* Exercise description
The following entries should be restated word for word, pictures excluded.

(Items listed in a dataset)
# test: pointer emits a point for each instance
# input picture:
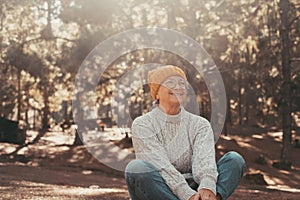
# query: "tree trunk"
(19, 95)
(45, 120)
(286, 87)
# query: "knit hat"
(158, 75)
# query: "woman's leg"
(145, 183)
(230, 168)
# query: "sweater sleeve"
(203, 162)
(149, 148)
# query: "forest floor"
(54, 169)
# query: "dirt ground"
(54, 169)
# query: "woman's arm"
(148, 148)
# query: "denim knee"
(139, 166)
(237, 160)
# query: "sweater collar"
(163, 117)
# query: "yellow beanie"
(158, 75)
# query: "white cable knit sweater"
(178, 145)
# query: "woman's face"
(172, 91)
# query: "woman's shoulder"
(143, 119)
(197, 119)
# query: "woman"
(175, 149)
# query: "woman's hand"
(203, 194)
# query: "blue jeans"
(151, 186)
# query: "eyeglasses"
(172, 83)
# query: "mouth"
(177, 94)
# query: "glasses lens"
(172, 83)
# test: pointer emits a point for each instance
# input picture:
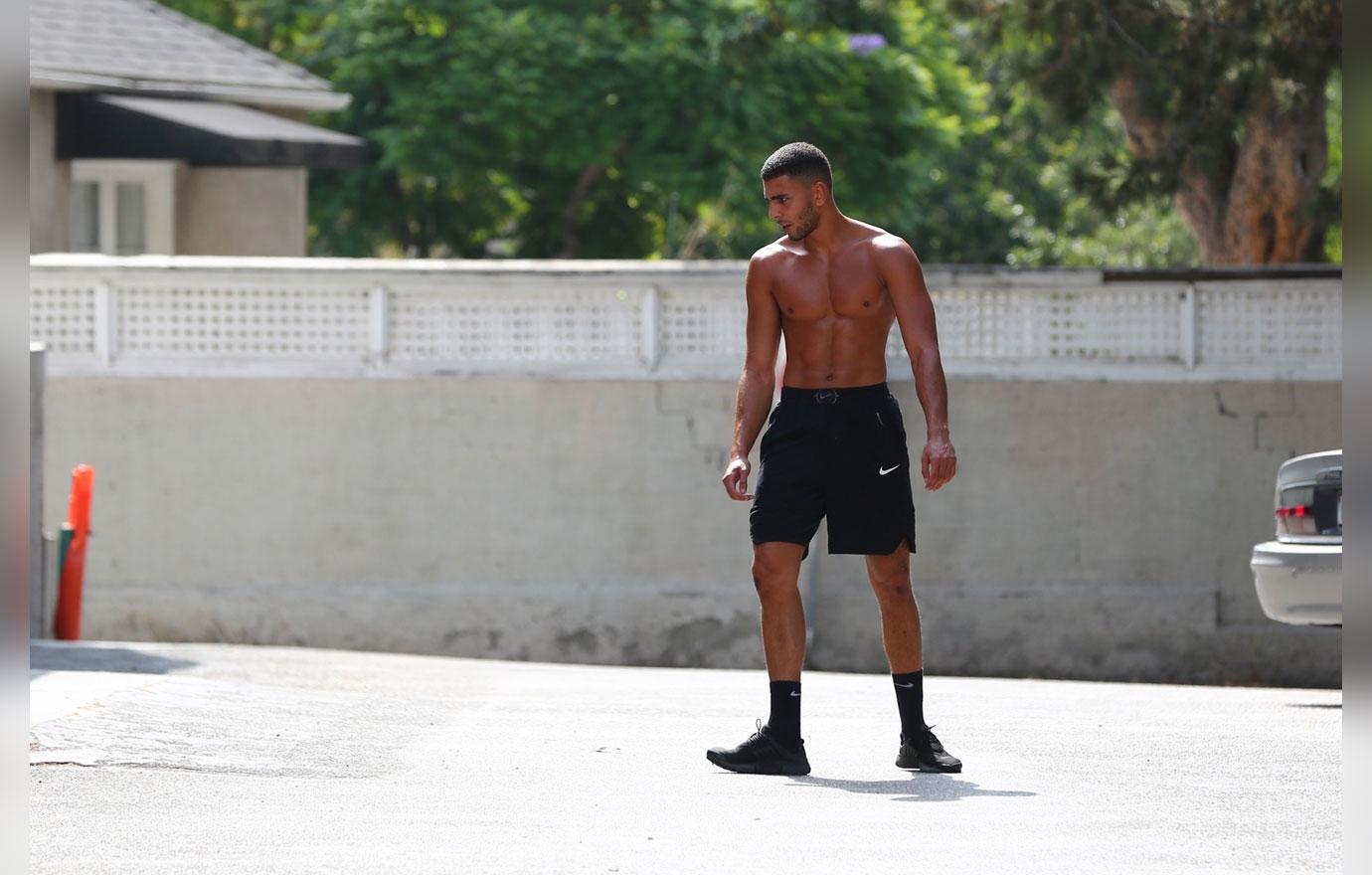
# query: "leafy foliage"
(635, 127)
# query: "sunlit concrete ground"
(187, 759)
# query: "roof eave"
(302, 99)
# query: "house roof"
(143, 47)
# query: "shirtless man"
(834, 444)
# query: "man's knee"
(772, 575)
(891, 581)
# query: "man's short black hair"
(801, 161)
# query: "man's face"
(790, 203)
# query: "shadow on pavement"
(43, 660)
(918, 788)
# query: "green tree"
(605, 129)
(1223, 105)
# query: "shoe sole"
(936, 770)
(783, 769)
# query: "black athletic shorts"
(837, 454)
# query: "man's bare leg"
(775, 575)
(778, 749)
(889, 577)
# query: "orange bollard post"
(68, 621)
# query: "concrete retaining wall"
(1097, 530)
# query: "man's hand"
(736, 479)
(939, 461)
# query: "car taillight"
(1295, 512)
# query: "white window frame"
(158, 180)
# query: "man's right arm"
(759, 378)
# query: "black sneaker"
(925, 753)
(762, 755)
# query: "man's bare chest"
(809, 288)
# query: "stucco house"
(150, 132)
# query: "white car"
(1299, 575)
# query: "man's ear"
(819, 192)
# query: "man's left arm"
(899, 269)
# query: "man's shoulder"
(885, 243)
(769, 254)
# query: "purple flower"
(863, 44)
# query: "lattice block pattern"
(226, 318)
(62, 317)
(1111, 324)
(1246, 325)
(570, 325)
(975, 324)
(706, 325)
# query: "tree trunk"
(1255, 209)
(571, 243)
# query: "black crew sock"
(783, 723)
(910, 700)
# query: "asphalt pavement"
(184, 759)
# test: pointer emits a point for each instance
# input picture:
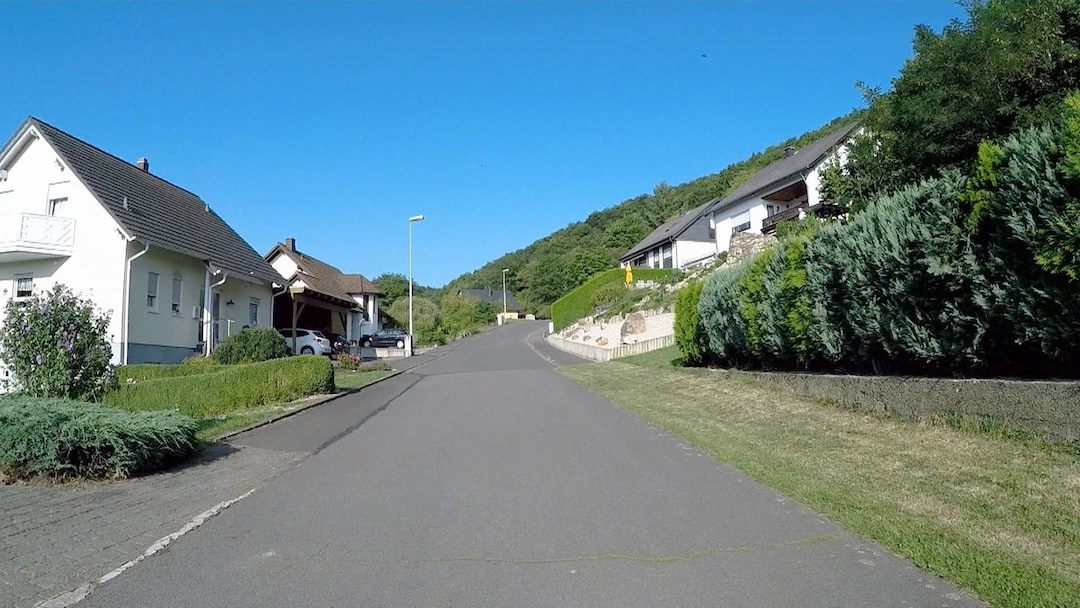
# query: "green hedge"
(229, 388)
(579, 302)
(152, 370)
(945, 278)
(62, 438)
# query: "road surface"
(482, 477)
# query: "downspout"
(126, 305)
(208, 310)
(273, 299)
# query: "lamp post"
(410, 220)
(504, 271)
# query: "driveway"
(481, 477)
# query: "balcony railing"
(27, 235)
(769, 224)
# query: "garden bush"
(252, 346)
(56, 345)
(229, 388)
(61, 438)
(690, 335)
(963, 274)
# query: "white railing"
(26, 232)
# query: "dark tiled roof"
(491, 296)
(157, 212)
(785, 169)
(324, 278)
(665, 232)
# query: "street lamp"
(504, 271)
(410, 220)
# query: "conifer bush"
(252, 346)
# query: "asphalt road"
(482, 477)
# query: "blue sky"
(500, 122)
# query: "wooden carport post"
(296, 316)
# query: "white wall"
(95, 270)
(687, 252)
(163, 327)
(284, 266)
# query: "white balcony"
(27, 237)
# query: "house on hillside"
(685, 242)
(495, 298)
(322, 297)
(175, 278)
(780, 191)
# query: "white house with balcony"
(782, 190)
(174, 277)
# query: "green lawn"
(998, 515)
(351, 380)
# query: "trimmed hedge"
(229, 388)
(61, 438)
(580, 301)
(252, 346)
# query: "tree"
(1007, 67)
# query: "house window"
(177, 292)
(151, 292)
(56, 206)
(24, 285)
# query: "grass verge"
(998, 515)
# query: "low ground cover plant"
(252, 346)
(56, 345)
(228, 388)
(62, 438)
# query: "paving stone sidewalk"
(54, 539)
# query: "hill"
(552, 266)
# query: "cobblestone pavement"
(54, 539)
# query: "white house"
(322, 297)
(780, 191)
(175, 277)
(684, 242)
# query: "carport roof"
(323, 278)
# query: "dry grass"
(997, 515)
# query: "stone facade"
(747, 244)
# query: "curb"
(316, 400)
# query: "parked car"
(339, 342)
(308, 341)
(387, 338)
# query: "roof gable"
(787, 167)
(324, 278)
(154, 211)
(667, 231)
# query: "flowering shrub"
(55, 346)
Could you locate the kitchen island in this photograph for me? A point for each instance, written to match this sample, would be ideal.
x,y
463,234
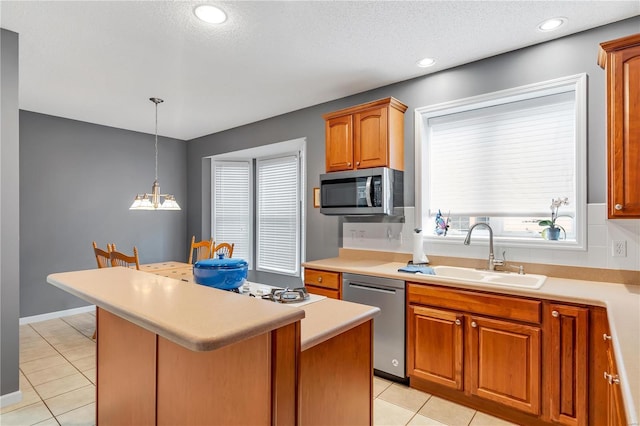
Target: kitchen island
x,y
170,352
618,323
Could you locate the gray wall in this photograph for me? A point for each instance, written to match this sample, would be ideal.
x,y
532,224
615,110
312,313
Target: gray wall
x,y
77,181
9,214
566,56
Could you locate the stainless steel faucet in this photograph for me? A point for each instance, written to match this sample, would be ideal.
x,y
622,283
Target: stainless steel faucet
x,y
493,262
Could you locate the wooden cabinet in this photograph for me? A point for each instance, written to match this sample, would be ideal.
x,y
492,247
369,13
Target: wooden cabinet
x,y
567,357
504,362
324,283
621,60
365,136
454,343
435,345
527,360
604,386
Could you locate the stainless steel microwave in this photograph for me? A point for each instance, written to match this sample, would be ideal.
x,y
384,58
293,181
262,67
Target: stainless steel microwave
x,y
376,191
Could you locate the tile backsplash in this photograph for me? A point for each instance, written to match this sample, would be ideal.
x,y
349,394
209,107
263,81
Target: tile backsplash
x,y
602,234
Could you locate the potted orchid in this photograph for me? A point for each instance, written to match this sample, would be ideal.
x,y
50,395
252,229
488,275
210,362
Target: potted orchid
x,y
552,230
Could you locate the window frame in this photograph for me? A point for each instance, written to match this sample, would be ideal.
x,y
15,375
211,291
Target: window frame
x,y
298,222
576,83
251,212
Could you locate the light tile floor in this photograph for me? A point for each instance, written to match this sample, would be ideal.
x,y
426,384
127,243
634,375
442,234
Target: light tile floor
x,y
58,375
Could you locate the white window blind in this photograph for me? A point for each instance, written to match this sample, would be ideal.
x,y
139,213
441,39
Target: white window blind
x,y
278,215
508,159
232,206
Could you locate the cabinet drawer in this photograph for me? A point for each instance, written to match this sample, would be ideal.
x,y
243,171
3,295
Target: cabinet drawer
x,y
324,279
476,302
331,294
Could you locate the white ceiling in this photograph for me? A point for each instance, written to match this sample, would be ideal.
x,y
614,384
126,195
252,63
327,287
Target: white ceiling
x,y
100,61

* Output of the task
# test: pointer emits a point for each instance
# input picture:
# query: "tree trunk"
(19, 95)
(45, 120)
(286, 87)
# query: "knit hat"
(158, 75)
# query: "woman's leg"
(145, 183)
(230, 168)
# query: "sweater sleeve"
(203, 162)
(149, 148)
# query: "forest floor"
(54, 169)
# query: "dirt ground"
(54, 169)
# query: "woman's arm"
(148, 148)
# query: "denim knee"
(139, 166)
(237, 160)
# query: "sweater collar"
(163, 117)
# query: "yellow beanie"
(158, 75)
# query: "white cable knit sweater"
(178, 145)
# query: "woman's face"
(172, 91)
# query: "woman's shoulder"
(143, 119)
(197, 119)
# query: "woman"
(175, 149)
# query: "woman's hand"
(203, 194)
# query: "blue jeans"
(151, 186)
# query: "eyeglasses"
(172, 83)
# query: "mouth"
(177, 94)
# query: "glasses lens"
(172, 83)
# test: pointer emits a point for each instance
# input picture:
# query: "leafy foliage"
(635, 127)
# query: "sunlit concrete ground"
(187, 759)
# query: "roof eave"
(302, 99)
# query: "house roof"
(143, 47)
# query: "shirtless man"
(834, 444)
# query: "man's knee"
(772, 575)
(891, 581)
# query: "man's short black hair"
(801, 161)
# query: "man's face"
(790, 203)
# query: "shadow on pavement"
(43, 660)
(918, 788)
# query: "green tree"
(605, 129)
(1223, 105)
# query: "shoe sole"
(936, 770)
(783, 769)
# query: "black athletic shorts"
(837, 454)
# query: "man's bare leg"
(775, 575)
(778, 749)
(889, 577)
# query: "orange bollard post"
(68, 621)
# query: "concrete retaining wall"
(1097, 530)
# query: "man's hand"
(736, 479)
(939, 461)
# query: "car taillight"
(1295, 512)
# query: "white window frame"
(158, 180)
# query: "man's right arm"
(759, 378)
# query: "black sneaker"
(925, 753)
(762, 755)
# query: "man's bare chest"
(809, 288)
# query: "stucco house"
(150, 132)
# query: "white car"
(1299, 575)
# query: "man's ear"
(819, 192)
# query: "man's left arm"
(899, 269)
# query: "man's shoulder"
(885, 243)
(769, 254)
# query: "purple flower"
(863, 44)
# query: "lattice block pattern"
(226, 318)
(62, 317)
(1111, 324)
(1246, 325)
(570, 325)
(975, 324)
(706, 325)
# query: "tree trunk"
(1255, 209)
(571, 243)
# query: "black crew sock"
(783, 723)
(910, 700)
# query: "asphalt pavement"
(184, 759)
# test: pointer emits a point for each instance
# input picture:
# query: "green hedge"
(229, 388)
(579, 302)
(152, 370)
(945, 278)
(62, 438)
# query: "road surface"
(482, 477)
# query: "downspout"
(126, 305)
(208, 310)
(273, 299)
# query: "lamp post"
(410, 220)
(504, 271)
# query: "driveway"
(481, 477)
# query: "balcony railing"
(27, 235)
(769, 224)
# query: "garden bush"
(252, 346)
(56, 345)
(229, 388)
(61, 438)
(690, 335)
(963, 274)
# query: "white railing"
(26, 232)
# query: "dark tiled roof"
(491, 296)
(157, 212)
(785, 169)
(324, 278)
(665, 232)
# query: "street lamp"
(504, 271)
(410, 220)
# query: "conifer bush"
(252, 346)
# query: "asphalt road"
(482, 477)
# query: "blue sky"
(500, 122)
# query: "wooden carport post"
(296, 316)
# query: "white wall"
(95, 270)
(687, 252)
(163, 327)
(284, 266)
# query: "white balcony"
(27, 237)
# query: "house on hillside"
(685, 242)
(495, 298)
(322, 297)
(175, 278)
(780, 191)
# query: "white house with balcony"
(782, 190)
(174, 277)
# query: "green lawn"
(998, 515)
(351, 380)
# query: "trimmed hedge"
(229, 388)
(61, 438)
(580, 301)
(252, 346)
# query: "tree"
(1007, 67)
# query: "house window"
(177, 292)
(151, 292)
(56, 206)
(24, 285)
# query: "grass verge"
(998, 515)
# query: "low ground cover plant"
(252, 346)
(56, 345)
(228, 388)
(62, 438)
# query: "paving stone sidewalk"
(54, 539)
# query: "hill"
(552, 266)
# query: "cobblestone pavement"
(54, 539)
# query: "white house"
(322, 297)
(780, 191)
(175, 277)
(684, 242)
# query: "carport roof"
(323, 278)
# query: "dry grass"
(997, 515)
# query: "stone facade"
(747, 244)
# query: "curb"
(316, 400)
# query: "parked car"
(339, 342)
(308, 341)
(387, 338)
# query: "roof gable"
(787, 167)
(324, 278)
(154, 211)
(667, 231)
# query: "flowering shrub"
(55, 346)
Could you locate the kitchen island in this photograph for me? A point for each instance, written to match this sample, would be ideal.
x,y
463,234
Target: kitchen island
x,y
170,352
618,323
Could you locate the gray wall in this photograph for me? A point for each instance, written to match this sample, would be ideal.
x,y
532,224
615,110
312,313
Target: gray wall
x,y
77,181
9,214
566,56
Could you locate the stainless steel faucet in this photograph for me? A point for each instance, written to match this sample, would be ideal.
x,y
622,283
Target: stainless steel faucet
x,y
493,262
Could you locate the wooden cabinet in this photograph for me? A point for each instance, written to match this sample, would be ideal.
x,y
492,247
369,13
Target: wooden cabinet
x,y
567,357
504,362
324,283
621,60
365,136
454,343
435,345
527,360
604,386
Could you locate the stainless steel microwave in this photograph for me? A point for each instance, written to match this sample, would be ideal.
x,y
384,58
293,181
262,67
Target: stainless steel microwave
x,y
376,191
Could you locate the tile backsplash in this photograph for me? A point for each instance, written to match this sample, would be ideal.
x,y
349,394
209,107
263,81
Target: tile backsplash
x,y
602,234
Could you locate the potted orchid in this photograph for me? A point for each instance, written to match this sample, would be ideal.
x,y
50,395
252,229
488,275
210,362
Target: potted orchid
x,y
552,230
Could you locate the window frame in this photograph for me? A point for each instance, written to match this sample, would be ideal.
x,y
15,375
211,291
Target: window frame
x,y
298,222
576,83
251,212
Could you locate the light tile floor in this photograph for me? A point for each instance, written to match this sample, would be ideal.
x,y
426,384
127,243
634,375
442,234
Target: light tile floor
x,y
58,375
Could you locate the white window blind in this photograph for me? A point for each instance, written to match this sample, would be ideal.
x,y
139,213
441,39
Target: white window blind
x,y
278,215
508,159
232,206
Could you locate the cabinet drawer in this photograph for me? A point for each instance, written to match this sample, would be ideal.
x,y
243,171
3,295
Target: cabinet drawer
x,y
324,279
476,302
331,294
Could you locate the white ceiling in this photograph for me? A point for each instance, written to match this sample, would be ideal.
x,y
614,384
126,195
252,63
327,287
Target: white ceiling
x,y
100,61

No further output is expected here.